> **Task to complete**
Write out the whole listing exactly.

> **Excerpted records**
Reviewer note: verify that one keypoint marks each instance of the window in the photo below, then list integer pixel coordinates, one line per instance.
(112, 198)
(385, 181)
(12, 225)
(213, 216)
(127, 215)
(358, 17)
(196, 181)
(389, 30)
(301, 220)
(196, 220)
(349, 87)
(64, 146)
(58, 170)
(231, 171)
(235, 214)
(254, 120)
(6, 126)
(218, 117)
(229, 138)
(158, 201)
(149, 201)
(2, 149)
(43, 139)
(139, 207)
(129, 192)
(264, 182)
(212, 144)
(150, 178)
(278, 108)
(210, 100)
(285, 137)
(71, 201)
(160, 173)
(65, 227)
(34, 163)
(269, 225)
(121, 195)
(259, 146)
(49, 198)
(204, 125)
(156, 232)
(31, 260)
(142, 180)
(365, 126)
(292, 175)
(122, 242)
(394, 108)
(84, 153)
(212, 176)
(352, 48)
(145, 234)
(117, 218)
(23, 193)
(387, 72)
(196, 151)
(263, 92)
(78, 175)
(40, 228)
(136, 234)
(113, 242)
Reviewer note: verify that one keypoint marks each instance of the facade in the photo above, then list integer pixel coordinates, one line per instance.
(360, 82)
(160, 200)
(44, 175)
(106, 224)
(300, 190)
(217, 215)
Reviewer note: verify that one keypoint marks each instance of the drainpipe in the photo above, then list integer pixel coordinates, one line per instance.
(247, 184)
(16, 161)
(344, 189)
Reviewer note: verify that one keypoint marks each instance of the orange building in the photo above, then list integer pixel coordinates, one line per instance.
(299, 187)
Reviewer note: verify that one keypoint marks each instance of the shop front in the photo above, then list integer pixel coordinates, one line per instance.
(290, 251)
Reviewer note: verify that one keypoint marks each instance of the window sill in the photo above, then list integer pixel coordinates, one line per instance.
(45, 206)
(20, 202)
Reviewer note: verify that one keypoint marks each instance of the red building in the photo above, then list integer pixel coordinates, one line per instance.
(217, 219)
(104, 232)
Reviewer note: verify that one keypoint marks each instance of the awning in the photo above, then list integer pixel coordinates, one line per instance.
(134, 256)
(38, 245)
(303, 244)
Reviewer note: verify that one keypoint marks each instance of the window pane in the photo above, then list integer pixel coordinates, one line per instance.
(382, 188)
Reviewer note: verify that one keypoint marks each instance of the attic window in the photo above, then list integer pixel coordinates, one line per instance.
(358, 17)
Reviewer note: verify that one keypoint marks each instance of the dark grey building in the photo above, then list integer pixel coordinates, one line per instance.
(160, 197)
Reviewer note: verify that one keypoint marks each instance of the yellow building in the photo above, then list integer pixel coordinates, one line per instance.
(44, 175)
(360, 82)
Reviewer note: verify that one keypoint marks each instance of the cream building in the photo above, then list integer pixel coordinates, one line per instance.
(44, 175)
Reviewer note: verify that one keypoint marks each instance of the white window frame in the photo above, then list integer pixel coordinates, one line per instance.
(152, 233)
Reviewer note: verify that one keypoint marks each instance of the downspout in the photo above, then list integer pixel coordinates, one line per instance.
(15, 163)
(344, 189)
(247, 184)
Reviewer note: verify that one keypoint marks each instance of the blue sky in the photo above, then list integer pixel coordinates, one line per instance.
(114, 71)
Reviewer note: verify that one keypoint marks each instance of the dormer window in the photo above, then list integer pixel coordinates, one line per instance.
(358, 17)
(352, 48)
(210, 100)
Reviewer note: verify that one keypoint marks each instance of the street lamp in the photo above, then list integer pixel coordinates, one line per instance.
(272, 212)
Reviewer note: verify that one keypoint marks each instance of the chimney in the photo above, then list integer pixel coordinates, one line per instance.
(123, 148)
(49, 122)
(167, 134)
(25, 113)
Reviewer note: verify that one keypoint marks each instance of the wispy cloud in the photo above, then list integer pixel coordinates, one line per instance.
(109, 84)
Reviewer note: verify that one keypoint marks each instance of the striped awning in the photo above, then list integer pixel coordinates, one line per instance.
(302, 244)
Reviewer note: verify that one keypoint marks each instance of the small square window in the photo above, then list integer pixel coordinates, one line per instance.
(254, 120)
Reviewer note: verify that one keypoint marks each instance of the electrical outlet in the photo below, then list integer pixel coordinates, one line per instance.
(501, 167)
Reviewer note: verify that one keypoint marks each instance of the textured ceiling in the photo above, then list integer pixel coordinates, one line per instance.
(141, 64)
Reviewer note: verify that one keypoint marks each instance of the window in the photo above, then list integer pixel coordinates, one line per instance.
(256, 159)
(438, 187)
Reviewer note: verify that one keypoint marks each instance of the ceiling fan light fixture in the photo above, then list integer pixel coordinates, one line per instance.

> **Exercise output**
Reviewer note: verify that one keypoint marks each instance of the window in the photo below, then list integer pixel coordinates, one line per instance.
(112, 198)
(385, 181)
(12, 225)
(213, 216)
(127, 215)
(358, 17)
(196, 181)
(389, 30)
(301, 220)
(196, 220)
(349, 87)
(64, 146)
(58, 170)
(231, 171)
(235, 214)
(254, 120)
(6, 126)
(218, 117)
(229, 138)
(158, 201)
(149, 201)
(2, 149)
(43, 139)
(139, 207)
(129, 192)
(264, 182)
(212, 144)
(150, 178)
(278, 108)
(210, 100)
(285, 137)
(71, 201)
(160, 173)
(65, 227)
(34, 163)
(269, 225)
(121, 195)
(259, 146)
(49, 198)
(204, 125)
(156, 232)
(31, 260)
(142, 180)
(365, 126)
(292, 175)
(122, 242)
(394, 108)
(84, 153)
(212, 176)
(352, 48)
(145, 234)
(117, 218)
(23, 193)
(387, 72)
(196, 151)
(263, 92)
(78, 175)
(40, 228)
(136, 234)
(113, 242)
Reviewer note: verify that one keypoint marks each instance of the facade in the photo above, then list integer pixel coordinates, one line per instance.
(360, 82)
(160, 200)
(44, 175)
(106, 224)
(300, 190)
(217, 215)
Reviewer note: verify that one keypoint marks each instance of the drainpipe in the photo above, then list integer pixel coordinates, one line per instance.
(247, 184)
(16, 161)
(344, 189)
Reviewer note: verify that one keypoint marks each instance of the orange building in the photo above, then list integer pixel coordinates, one line per instance.
(299, 187)
Reviewer note: verify that one keypoint marks each instance of the shop front in the photo above, then list integer pixel coordinates, one line per instance.
(290, 251)
Reviewer note: verify that one keypoint marks each instance of the window sill in the photo above, then list integer pixel coordinates, one line per instance.
(45, 206)
(20, 202)
Reviewer note: verify that one keypoint marks each instance of the red building in the photo above, then list integer pixel coordinates, one line per instance.
(217, 219)
(104, 232)
Reviewer note: verify that one keypoint marks each instance of the awning in the photo above, then list integer pixel coordinates, one line per instance.
(134, 256)
(38, 245)
(303, 244)
Reviewer note: verify that one keypoint marks each instance of the window pane in the photo above, then list integer pixel coordinates, one line per instance.
(382, 188)
Reviewer note: verify that one keypoint marks each instance of the attic window in the photo above, then list integer pixel coordinates, one line per instance.
(358, 17)
Reviewer note: verify that one keypoint marks each instance of the dark grey building in the photo above, then list integer pixel coordinates, one line per instance.
(160, 197)
Reviewer note: verify that one keypoint marks each instance of the yellow building in the photo above, then list integer pixel coordinates, one line per instance.
(44, 175)
(360, 82)
Reviewer note: verify that one keypoint marks each instance of the cream building in the photo above, then list integer pixel coordinates, one line per instance.
(44, 175)
Reviewer note: verify that one keypoint marks each instance of the white window frame in the photo above, then list integer pixel coordinates, one line per instance.
(152, 233)
Reviewer note: verify that one keypoint marks each instance of the downspout in the photo above, then list integer pixel coordinates, one line per instance.
(15, 163)
(344, 189)
(247, 184)
Reviewer note: verify that one keypoint marks each instance of the blue sky in the photo above, then list integer pixel coordinates, one line per instance.
(114, 71)
Reviewer note: verify that one keypoint marks each instance of the dormer window in the photo above, then list integer pixel coordinates, one line per instance.
(358, 17)
(352, 48)
(210, 100)
Reviewer note: verify that one keypoint marks each instance of the street lamp in the photo above, then list integer pixel coordinates, one line per instance.
(272, 212)
Reviewer note: verify that one keypoint marks each instance of the chimney in the photo above, then list integer pixel coordinates, one line per instance.
(123, 148)
(49, 122)
(167, 134)
(25, 113)
Reviewer note: verify that one keypoint marks each instance of the wispy cloud in the photo above, then list integer pixel coordinates, one line per instance.
(109, 84)
Reviewer note: verify that one keypoint marks each instance of the striped awning in the photo above, then list integer pixel coordinates, one line per instance.
(302, 244)
Reviewer note: verify that one keypoint marks each instance of the small square window in the photo above, then list integer pixel coordinates, one line per instance.
(254, 120)
Reviewer note: verify that one keypoint marks each instance of the electrical outlet in the photo below, then list integer pixel coordinates, one line per instance.
(501, 167)
Reviewer note: verify that one keypoint marks each instance of the textured ceiling in the photo above, then list integer pixel coordinates, one line per instance.
(141, 64)
Reviewer note: verify that one keypoint marks each instance of the window in the photo above, then list integer pixel coordinates, one line per instance.
(256, 159)
(438, 187)
Reviewer note: verify that one keypoint marks each instance of the ceiling fan light fixture in the photo above, then list integer pixel coordinates, one line per instance.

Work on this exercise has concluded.